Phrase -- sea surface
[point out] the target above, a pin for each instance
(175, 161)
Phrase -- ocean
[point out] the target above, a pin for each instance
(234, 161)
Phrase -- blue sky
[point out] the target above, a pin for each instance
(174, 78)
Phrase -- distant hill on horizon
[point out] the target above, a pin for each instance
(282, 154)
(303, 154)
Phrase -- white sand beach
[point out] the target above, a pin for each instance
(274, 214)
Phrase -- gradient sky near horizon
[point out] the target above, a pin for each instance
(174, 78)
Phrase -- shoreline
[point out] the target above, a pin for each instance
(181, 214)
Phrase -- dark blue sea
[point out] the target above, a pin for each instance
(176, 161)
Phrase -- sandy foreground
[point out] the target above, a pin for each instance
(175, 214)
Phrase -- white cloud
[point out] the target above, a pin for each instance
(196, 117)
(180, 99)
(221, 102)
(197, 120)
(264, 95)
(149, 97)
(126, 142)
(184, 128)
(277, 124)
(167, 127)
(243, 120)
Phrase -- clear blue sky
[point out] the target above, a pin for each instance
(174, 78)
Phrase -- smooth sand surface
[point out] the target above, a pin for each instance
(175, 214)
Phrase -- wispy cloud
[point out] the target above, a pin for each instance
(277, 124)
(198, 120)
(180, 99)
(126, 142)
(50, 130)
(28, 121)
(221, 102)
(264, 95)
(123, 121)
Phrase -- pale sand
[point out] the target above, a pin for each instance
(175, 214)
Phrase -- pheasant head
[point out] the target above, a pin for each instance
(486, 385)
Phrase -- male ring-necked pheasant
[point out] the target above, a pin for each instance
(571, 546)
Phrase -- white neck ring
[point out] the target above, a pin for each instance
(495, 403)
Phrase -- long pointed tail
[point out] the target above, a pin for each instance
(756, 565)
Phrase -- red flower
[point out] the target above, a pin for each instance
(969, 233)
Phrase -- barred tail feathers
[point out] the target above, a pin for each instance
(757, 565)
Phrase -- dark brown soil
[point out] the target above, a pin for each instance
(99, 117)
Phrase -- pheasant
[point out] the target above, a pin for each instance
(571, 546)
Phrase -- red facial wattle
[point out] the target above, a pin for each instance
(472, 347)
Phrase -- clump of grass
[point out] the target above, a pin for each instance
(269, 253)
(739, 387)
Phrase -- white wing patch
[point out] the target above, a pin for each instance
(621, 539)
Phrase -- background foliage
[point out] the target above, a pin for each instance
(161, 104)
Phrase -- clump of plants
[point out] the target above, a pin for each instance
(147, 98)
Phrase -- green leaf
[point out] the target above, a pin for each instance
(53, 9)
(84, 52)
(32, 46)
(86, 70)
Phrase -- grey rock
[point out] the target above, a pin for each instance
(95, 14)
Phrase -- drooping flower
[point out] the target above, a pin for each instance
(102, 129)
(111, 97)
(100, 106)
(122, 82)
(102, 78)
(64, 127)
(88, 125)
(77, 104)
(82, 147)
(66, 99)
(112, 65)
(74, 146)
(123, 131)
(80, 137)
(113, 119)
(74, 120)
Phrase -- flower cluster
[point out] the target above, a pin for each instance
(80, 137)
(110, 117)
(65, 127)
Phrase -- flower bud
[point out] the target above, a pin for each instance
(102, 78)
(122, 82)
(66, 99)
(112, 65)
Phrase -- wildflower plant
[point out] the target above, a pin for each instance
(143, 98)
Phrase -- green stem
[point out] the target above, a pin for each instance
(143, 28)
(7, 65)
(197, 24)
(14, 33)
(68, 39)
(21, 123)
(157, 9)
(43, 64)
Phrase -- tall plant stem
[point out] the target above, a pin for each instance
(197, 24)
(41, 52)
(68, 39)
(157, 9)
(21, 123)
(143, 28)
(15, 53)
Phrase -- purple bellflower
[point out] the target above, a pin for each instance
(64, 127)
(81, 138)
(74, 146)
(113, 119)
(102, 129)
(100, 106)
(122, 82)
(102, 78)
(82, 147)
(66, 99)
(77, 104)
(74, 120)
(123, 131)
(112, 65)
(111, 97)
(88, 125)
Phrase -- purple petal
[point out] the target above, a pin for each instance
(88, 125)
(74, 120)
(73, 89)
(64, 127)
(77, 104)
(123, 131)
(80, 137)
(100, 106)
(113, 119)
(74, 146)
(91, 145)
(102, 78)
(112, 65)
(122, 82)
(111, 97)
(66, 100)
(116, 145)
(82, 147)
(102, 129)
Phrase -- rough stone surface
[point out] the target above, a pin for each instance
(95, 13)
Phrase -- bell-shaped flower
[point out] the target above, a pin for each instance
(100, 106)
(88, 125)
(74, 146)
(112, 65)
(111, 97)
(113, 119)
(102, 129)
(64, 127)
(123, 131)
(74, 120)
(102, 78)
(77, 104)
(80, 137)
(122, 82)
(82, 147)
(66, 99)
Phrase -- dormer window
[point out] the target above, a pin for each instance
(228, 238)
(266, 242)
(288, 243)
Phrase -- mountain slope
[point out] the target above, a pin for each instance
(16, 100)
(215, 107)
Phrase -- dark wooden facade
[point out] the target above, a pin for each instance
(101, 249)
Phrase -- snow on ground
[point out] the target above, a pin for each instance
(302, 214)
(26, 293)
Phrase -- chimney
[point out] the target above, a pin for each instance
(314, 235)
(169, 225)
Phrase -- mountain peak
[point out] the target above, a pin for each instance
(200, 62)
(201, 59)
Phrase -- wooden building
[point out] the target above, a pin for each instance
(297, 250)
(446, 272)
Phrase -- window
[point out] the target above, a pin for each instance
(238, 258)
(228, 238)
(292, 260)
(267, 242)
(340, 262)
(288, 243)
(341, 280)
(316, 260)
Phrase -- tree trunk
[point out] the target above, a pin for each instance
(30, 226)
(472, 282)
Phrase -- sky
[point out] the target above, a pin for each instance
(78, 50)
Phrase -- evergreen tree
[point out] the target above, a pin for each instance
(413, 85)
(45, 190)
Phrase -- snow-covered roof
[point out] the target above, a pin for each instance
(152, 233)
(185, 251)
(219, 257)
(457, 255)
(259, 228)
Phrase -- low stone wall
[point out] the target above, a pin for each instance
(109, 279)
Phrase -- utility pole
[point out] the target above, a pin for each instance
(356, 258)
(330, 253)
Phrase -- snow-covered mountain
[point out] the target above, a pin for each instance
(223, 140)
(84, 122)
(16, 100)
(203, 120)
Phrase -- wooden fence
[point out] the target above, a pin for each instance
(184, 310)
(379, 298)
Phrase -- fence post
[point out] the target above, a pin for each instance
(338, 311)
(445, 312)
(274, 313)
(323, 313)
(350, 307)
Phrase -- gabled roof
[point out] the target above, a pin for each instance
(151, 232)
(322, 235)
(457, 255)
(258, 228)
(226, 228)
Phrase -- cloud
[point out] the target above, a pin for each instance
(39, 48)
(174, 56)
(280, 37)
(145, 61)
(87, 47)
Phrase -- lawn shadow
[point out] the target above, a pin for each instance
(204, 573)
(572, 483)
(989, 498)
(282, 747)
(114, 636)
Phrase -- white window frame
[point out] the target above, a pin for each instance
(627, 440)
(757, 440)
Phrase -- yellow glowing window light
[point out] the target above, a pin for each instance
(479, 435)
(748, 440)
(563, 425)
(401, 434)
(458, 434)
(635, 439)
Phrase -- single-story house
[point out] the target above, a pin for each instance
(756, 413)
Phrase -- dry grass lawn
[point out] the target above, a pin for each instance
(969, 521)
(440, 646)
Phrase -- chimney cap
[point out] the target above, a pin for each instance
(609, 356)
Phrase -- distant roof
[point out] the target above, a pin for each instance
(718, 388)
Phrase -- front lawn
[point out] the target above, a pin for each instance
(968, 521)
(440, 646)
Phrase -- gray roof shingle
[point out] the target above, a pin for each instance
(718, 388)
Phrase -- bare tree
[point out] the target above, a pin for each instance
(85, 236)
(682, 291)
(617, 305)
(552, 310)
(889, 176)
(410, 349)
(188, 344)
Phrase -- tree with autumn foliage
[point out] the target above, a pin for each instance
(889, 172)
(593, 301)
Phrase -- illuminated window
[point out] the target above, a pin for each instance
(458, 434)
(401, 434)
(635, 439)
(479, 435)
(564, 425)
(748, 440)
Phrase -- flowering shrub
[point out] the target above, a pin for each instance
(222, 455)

────────────────────────────────────────

▶ Task goal
Only lines with the word "snow" belong in the answer; copy each of them from the material above.

▶ Output
Phrase -- snow on ground
Phrase -- snow-covered roof
Phrase -- snow-covered mountain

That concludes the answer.